(DATA EXTRACTS Opens)
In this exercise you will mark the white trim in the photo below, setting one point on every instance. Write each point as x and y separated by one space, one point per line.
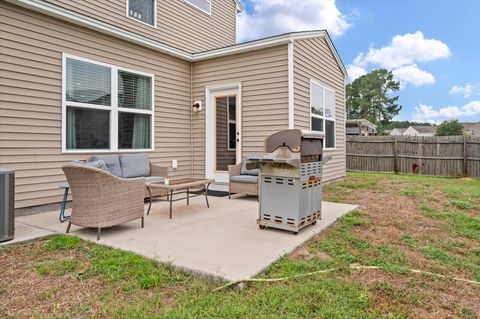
91 23
113 108
291 93
210 92
195 6
127 6
334 119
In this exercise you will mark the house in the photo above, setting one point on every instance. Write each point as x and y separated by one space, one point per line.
163 77
360 127
417 130
397 131
472 129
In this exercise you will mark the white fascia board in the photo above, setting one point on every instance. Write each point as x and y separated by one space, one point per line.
239 6
257 44
79 19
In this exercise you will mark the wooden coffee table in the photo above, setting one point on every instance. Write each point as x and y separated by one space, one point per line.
192 187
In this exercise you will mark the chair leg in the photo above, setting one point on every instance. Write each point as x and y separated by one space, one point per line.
68 227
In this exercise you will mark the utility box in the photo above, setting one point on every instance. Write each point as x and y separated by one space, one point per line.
7 204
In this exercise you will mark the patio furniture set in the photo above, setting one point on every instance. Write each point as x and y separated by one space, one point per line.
110 190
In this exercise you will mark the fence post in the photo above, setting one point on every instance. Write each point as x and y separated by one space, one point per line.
465 156
395 155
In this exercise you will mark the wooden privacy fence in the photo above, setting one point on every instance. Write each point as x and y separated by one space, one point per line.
448 156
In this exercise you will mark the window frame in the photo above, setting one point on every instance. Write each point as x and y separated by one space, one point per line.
127 6
334 119
195 6
231 122
113 108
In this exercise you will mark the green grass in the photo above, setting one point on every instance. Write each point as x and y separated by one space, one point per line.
131 286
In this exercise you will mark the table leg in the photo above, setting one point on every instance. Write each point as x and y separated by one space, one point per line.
171 201
206 195
62 216
149 200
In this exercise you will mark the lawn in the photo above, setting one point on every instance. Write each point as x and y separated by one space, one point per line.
404 222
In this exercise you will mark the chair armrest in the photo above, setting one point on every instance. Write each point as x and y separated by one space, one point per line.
234 170
157 170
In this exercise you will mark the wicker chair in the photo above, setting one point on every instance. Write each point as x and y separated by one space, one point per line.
102 200
241 188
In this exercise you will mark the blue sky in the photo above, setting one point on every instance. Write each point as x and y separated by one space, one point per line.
432 46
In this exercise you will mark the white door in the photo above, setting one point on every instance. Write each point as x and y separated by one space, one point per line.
223 130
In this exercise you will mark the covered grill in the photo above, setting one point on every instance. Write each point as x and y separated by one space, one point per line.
291 182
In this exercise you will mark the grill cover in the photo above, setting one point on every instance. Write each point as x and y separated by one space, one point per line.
(DATA EXTRACTS Closes)
### DESCRIPTION OF THE TASK
Repeat only the stretch of lines that begins at the line containing "In this exercise you will mark the white door" and ends at the last line above, both included.

### YOUR RESPONSE
In this exercise you will mark the white door in the photo above, setting one point on every instance. Write each point as x and y separated by one space, one point per line.
223 130
In this exercise you will mark the covered grill in the photo above, setting one point on every instance. Write each point as x and y separated by one space, one point per line.
291 182
In this exercise you will mark the grill cover in the photo above, setting one point on every instance. Write each point as x and y separated by one space, one point per line.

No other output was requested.